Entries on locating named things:
_ _ _ _ _
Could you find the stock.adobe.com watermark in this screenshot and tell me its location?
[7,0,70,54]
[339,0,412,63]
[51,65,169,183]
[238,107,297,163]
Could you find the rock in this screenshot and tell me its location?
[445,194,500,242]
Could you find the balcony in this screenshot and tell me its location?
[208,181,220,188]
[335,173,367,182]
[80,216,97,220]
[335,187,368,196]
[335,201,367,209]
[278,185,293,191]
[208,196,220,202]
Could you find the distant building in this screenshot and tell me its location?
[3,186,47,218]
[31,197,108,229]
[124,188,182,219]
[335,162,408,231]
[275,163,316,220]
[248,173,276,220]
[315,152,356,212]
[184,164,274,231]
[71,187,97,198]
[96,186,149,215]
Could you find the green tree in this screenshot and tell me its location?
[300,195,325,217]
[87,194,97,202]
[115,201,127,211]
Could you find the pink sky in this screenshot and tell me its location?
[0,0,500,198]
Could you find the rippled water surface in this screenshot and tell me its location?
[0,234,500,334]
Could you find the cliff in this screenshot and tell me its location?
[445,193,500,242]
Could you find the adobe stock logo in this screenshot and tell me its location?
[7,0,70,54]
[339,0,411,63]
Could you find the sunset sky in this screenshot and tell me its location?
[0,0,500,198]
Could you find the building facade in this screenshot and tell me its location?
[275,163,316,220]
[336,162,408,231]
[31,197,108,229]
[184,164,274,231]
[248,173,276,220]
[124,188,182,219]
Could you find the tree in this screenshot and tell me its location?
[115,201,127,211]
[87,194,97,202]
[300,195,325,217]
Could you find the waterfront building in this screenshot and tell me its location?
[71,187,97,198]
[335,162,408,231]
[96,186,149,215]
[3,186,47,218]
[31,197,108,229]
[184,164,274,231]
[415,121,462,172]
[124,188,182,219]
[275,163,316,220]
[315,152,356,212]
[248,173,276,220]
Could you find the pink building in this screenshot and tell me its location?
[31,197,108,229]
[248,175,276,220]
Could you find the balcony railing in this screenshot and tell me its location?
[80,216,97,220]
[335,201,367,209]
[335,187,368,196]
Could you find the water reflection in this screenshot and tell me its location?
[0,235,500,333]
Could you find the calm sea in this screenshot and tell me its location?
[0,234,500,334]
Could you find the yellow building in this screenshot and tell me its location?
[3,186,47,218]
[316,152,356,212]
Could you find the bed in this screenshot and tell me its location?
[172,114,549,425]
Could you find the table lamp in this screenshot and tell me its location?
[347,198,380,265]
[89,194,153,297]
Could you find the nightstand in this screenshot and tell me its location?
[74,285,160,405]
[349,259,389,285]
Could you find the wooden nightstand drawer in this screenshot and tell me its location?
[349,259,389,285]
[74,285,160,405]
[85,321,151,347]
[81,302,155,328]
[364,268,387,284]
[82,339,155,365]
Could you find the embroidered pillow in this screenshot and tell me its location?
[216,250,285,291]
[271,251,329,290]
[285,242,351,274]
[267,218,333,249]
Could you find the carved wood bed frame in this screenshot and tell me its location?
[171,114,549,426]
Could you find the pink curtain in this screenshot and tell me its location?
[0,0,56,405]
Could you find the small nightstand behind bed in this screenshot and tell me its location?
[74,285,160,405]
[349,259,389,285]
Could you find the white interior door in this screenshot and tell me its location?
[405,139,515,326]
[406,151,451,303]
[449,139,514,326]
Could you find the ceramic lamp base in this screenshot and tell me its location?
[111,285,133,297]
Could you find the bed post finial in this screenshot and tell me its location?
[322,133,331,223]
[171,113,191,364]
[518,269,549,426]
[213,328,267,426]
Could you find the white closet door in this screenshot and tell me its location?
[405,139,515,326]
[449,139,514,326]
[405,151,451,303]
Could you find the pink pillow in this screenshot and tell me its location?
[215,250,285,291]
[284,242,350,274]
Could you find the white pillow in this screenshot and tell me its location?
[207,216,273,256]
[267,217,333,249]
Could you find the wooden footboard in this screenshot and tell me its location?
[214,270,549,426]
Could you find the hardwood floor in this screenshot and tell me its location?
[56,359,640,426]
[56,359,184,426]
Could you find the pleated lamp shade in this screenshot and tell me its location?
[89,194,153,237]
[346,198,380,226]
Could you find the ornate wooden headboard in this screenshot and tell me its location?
_ _ _ _ _
- TASK OBJECTIVE -
Copy out all the items above, changing "tell me its location" to "give its coordinates" wherever it occurs and keeping everything else the same.

- THE RESULT -
Could you find the stock.adobe.com watermark in this screenshot and give its coordinates?
[7,0,70,54]
[339,0,412,63]
[51,65,169,183]
[238,107,297,163]
Could you find the rock in this screenshot and give its coordinates?
[445,194,500,242]
Could you find the balcony in this screenshot and give its coordinates?
[208,181,220,188]
[335,173,367,182]
[80,216,97,220]
[335,187,368,196]
[335,201,367,209]
[278,185,293,191]
[208,196,220,202]
Could you find the distant building in this screenshot and give its coordinates?
[3,186,47,218]
[31,197,108,229]
[124,188,182,219]
[335,162,408,231]
[275,163,316,220]
[248,173,276,220]
[315,152,356,212]
[184,164,274,231]
[71,187,97,198]
[96,186,149,215]
Could you find the green tree in this screenshot and give its coordinates?
[300,195,325,217]
[87,194,97,202]
[115,201,127,211]
Could you find the pink sky in this screenshot and give its coordinates?
[0,0,500,198]
Could you find the rippled water surface in this screenshot and give its coordinates?
[0,234,500,334]
Could you find the cliff in this screenshot and give its coordinates?
[445,193,500,242]
Could you find the adobe stock logo in this screenshot and give its coordinates?
[7,0,70,54]
[339,0,411,63]
Could you find the sunset sky in this screenshot and give its coordinates?
[0,0,500,198]
Could you find the building facade in this screenshot and give its coordinates?
[275,163,316,220]
[336,162,408,231]
[31,197,108,229]
[184,164,274,231]
[248,173,276,220]
[124,188,182,219]
Could you find the tree in this screenshot and give its coordinates?
[115,201,127,211]
[87,194,97,202]
[300,195,325,217]
Could you find the waterfront building in this screenshot and give its coordinates?
[71,187,97,198]
[335,162,408,231]
[96,186,149,215]
[3,186,47,218]
[31,197,108,229]
[184,164,274,231]
[415,121,462,172]
[124,188,182,219]
[275,163,316,220]
[315,152,356,212]
[248,173,276,220]
Could you find the pink building in this screenshot and give its coordinates?
[31,197,108,229]
[248,175,276,220]
Could you find the balcony railing in this screenshot and give its coordinates?
[80,216,97,220]
[335,201,367,209]
[335,187,368,196]
Could you find the water reflection in this screenshot and give its coordinates?
[0,235,500,333]
Could you find the calm sea in this screenshot and give its coordinates?
[0,234,500,334]
Could you find the yellow building in this screenshot and give its coordinates?
[3,186,47,218]
[316,152,356,212]
Could you find the bed in this screenshot and give its coordinates?
[172,114,549,425]
Could you find the table lamp in this screenshot and give its coordinates?
[347,198,380,265]
[89,194,153,297]
Could you find the nightstand in this screenshot and give its coordinates?
[74,285,160,405]
[349,259,389,285]
Could you find the wooden nightstand drawer in this screenshot and give its coordinates?
[349,259,389,285]
[74,285,160,405]
[85,321,151,347]
[81,302,155,328]
[364,268,387,284]
[82,339,155,365]
Could you find the embroidered pillow in this screenshot and give its coordinates?
[216,250,285,291]
[271,251,329,290]
[285,242,351,274]
[267,218,333,249]
Could you find the carved wood bed frame in this screenshot and give its coordinates?
[171,114,549,426]
Could you find the pink curtain in this screenshot and give its coordinates?
[0,0,56,405]
Could you find the small nightstand behind bed in this screenshot and give its coordinates?
[74,285,160,405]
[349,259,389,285]
Could you find the white interior door in this screenshot and give its coordinates?
[405,139,515,326]
[406,151,451,303]
[449,139,514,326]
Could you find the ceramic lamp base in this screenshot and give its coordinates?
[111,285,133,297]
Could you find the bed post finial in this screenshot and give its coordinates?
[322,133,331,223]
[171,113,191,364]
[518,269,549,426]
[213,328,267,426]
Could you find the white closet door in this screenshot and give its coordinates?
[405,139,515,326]
[449,139,514,326]
[405,151,451,303]
Could you find the pink pillow in this screenshot and give its coordinates?
[215,250,285,291]
[284,242,350,274]
Could you find the white pillow in this screenshot and give its coordinates?
[207,216,273,256]
[267,217,333,249]
Could you find the wooden footboard in this screenshot and give its coordinates?
[214,270,549,426]
Could you find the hardwood floor in this screenshot and give its coordinates?
[56,359,640,426]
[56,359,184,426]
Could you find the pleated lamp shade in this screenshot and give its coordinates?
[89,194,153,237]
[346,198,380,226]
Could you find the ornate wooden headboard in this screenshot and give its coordinates?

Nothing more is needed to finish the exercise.